[Records from a point labeling set]
|---|
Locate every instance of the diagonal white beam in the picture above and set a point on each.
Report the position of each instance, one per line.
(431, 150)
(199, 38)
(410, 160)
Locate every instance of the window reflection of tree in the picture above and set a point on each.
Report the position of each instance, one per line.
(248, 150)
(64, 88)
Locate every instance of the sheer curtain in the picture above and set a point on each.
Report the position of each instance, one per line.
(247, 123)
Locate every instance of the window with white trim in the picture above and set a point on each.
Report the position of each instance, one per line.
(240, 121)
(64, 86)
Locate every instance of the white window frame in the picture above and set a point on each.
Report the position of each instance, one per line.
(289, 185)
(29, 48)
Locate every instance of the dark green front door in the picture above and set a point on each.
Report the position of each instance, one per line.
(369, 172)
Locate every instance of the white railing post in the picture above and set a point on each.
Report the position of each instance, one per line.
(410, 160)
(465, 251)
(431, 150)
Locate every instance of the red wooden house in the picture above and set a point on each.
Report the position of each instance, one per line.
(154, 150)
|---|
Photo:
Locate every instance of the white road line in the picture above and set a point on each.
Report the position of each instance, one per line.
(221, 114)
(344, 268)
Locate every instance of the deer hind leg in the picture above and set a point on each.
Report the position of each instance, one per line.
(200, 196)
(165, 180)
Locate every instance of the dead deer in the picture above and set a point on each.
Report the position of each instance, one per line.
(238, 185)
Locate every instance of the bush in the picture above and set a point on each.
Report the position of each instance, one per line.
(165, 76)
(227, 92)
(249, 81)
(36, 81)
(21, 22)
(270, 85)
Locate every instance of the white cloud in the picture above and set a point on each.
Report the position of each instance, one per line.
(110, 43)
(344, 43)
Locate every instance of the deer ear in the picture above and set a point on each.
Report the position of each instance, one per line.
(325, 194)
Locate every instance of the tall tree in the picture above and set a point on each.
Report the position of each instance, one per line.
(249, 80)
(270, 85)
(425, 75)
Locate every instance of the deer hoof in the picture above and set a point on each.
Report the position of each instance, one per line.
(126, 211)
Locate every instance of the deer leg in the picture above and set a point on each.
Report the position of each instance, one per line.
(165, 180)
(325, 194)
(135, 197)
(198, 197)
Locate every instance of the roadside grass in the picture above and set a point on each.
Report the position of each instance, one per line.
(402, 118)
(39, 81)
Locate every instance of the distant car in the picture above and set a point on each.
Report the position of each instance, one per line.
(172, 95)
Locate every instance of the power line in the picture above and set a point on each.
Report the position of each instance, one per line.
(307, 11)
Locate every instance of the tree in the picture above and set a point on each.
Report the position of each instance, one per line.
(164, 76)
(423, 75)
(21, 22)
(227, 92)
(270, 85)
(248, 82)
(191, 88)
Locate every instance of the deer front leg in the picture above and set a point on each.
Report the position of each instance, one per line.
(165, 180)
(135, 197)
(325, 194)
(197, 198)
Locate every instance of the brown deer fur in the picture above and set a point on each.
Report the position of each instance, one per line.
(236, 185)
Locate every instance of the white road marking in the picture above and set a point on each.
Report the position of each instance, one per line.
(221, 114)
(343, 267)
|---|
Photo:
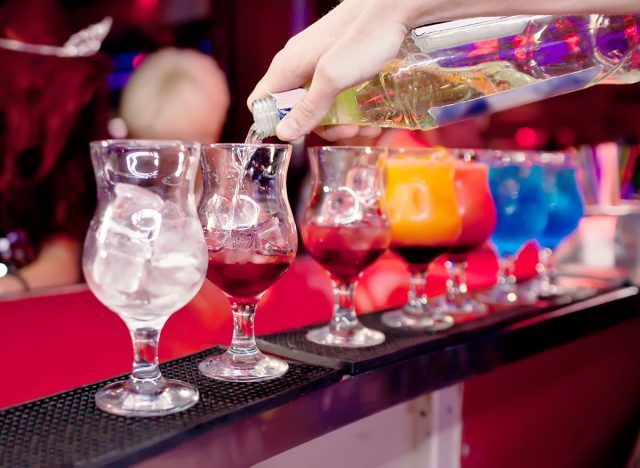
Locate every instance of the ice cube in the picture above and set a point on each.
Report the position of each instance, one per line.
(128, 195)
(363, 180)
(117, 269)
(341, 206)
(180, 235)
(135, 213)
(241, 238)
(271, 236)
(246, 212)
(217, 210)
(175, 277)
|---|
### Exercise aim
Count the lines of the records that contain the string "front", treating uppercase and lowercase as different, and give only the number.

### Result
2